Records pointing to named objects
--

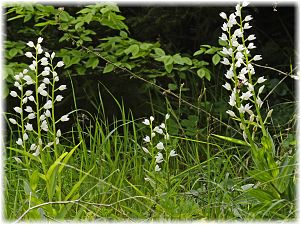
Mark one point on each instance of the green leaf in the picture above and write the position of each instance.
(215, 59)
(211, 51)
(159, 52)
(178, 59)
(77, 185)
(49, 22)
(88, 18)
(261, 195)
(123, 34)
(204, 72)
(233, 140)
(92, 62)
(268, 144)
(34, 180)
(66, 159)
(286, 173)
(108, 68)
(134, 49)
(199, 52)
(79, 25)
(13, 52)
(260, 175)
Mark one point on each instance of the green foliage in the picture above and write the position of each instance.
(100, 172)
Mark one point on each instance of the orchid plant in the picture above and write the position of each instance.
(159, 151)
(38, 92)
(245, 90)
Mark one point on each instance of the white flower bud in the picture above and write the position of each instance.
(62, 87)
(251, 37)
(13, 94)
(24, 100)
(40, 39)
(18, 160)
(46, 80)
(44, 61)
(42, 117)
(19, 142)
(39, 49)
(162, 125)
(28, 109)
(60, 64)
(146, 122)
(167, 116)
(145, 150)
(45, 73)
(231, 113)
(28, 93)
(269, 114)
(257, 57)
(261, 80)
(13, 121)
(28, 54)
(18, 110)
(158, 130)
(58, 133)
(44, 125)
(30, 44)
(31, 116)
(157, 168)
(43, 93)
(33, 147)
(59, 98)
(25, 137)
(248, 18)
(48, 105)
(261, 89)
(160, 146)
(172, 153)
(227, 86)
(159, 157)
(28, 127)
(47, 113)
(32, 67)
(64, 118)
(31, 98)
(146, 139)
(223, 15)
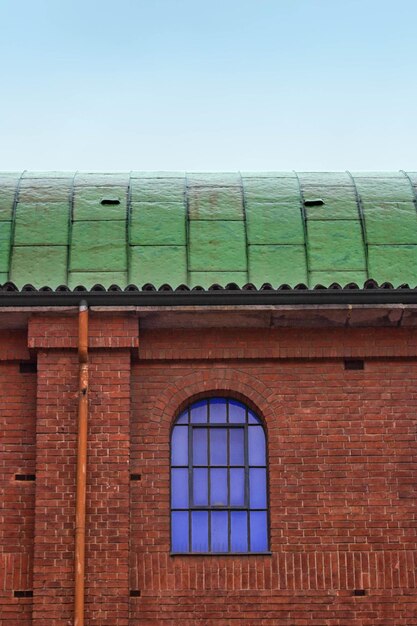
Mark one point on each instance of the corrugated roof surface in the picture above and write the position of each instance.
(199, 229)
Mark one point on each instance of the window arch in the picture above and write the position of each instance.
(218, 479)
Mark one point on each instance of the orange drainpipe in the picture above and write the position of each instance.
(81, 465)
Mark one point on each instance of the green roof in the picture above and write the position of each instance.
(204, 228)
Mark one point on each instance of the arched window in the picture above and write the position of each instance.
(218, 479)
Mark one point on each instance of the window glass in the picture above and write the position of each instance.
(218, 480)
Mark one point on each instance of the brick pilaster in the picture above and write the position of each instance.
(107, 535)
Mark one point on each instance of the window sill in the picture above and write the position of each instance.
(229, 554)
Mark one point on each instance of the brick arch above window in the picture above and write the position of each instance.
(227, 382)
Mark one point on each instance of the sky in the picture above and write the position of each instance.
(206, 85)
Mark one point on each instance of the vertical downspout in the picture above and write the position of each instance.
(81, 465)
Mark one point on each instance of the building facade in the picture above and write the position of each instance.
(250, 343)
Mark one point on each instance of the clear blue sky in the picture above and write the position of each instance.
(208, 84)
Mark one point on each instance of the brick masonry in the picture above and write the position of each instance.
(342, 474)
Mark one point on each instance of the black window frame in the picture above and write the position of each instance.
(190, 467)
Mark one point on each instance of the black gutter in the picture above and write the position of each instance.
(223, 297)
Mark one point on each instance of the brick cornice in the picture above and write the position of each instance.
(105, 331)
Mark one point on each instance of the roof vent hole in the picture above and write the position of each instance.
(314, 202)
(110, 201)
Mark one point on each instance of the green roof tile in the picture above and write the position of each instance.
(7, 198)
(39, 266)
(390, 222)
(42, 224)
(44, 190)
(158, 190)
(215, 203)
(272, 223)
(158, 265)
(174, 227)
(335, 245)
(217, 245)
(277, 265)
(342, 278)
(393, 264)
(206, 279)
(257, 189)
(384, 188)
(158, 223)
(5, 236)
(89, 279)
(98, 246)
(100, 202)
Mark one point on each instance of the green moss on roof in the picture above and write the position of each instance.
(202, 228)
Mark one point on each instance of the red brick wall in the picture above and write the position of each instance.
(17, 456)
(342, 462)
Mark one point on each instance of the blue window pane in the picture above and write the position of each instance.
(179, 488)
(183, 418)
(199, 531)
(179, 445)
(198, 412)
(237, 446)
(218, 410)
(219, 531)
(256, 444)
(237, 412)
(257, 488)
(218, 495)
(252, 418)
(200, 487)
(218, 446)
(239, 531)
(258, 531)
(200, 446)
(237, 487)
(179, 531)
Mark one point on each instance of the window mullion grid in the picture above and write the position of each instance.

--

Work to complete: Retype the records above without any changes, everything from the line containing "Mark one point on each instance of the brick cornice" down through the end of the records, both of those included.

Reply:
Mark one point on each instance of the brick cornice in the picture above and write the position of each instance.
(105, 331)
Mark one point on each instance of the roof vent hole in the picture above and write the position of each instance.
(314, 202)
(110, 201)
Mark one point on each instance of the green roof tile in the picture above and write the position of each instance.
(7, 198)
(39, 266)
(390, 222)
(42, 224)
(44, 190)
(158, 190)
(215, 203)
(272, 223)
(158, 265)
(174, 227)
(335, 245)
(217, 245)
(277, 265)
(342, 278)
(393, 264)
(206, 279)
(257, 189)
(384, 188)
(158, 223)
(5, 236)
(89, 279)
(98, 246)
(100, 202)
Mark one point on each instance of the green moss on roof in the picture above and write the position of each instance.
(202, 228)
Mark one point on each instance of the red brick wall in the picture above and write the position of each instance.
(17, 456)
(342, 462)
Mark one point on each instance of the blue window pane in the picture above and write the position of each instance.
(179, 488)
(183, 418)
(199, 531)
(179, 445)
(198, 412)
(237, 446)
(218, 410)
(219, 531)
(256, 444)
(237, 412)
(257, 488)
(218, 495)
(252, 418)
(200, 487)
(218, 446)
(239, 531)
(258, 531)
(200, 446)
(237, 487)
(179, 531)
Mark one point on each instance of the window mullion grid in the picture above and write the position of each instance.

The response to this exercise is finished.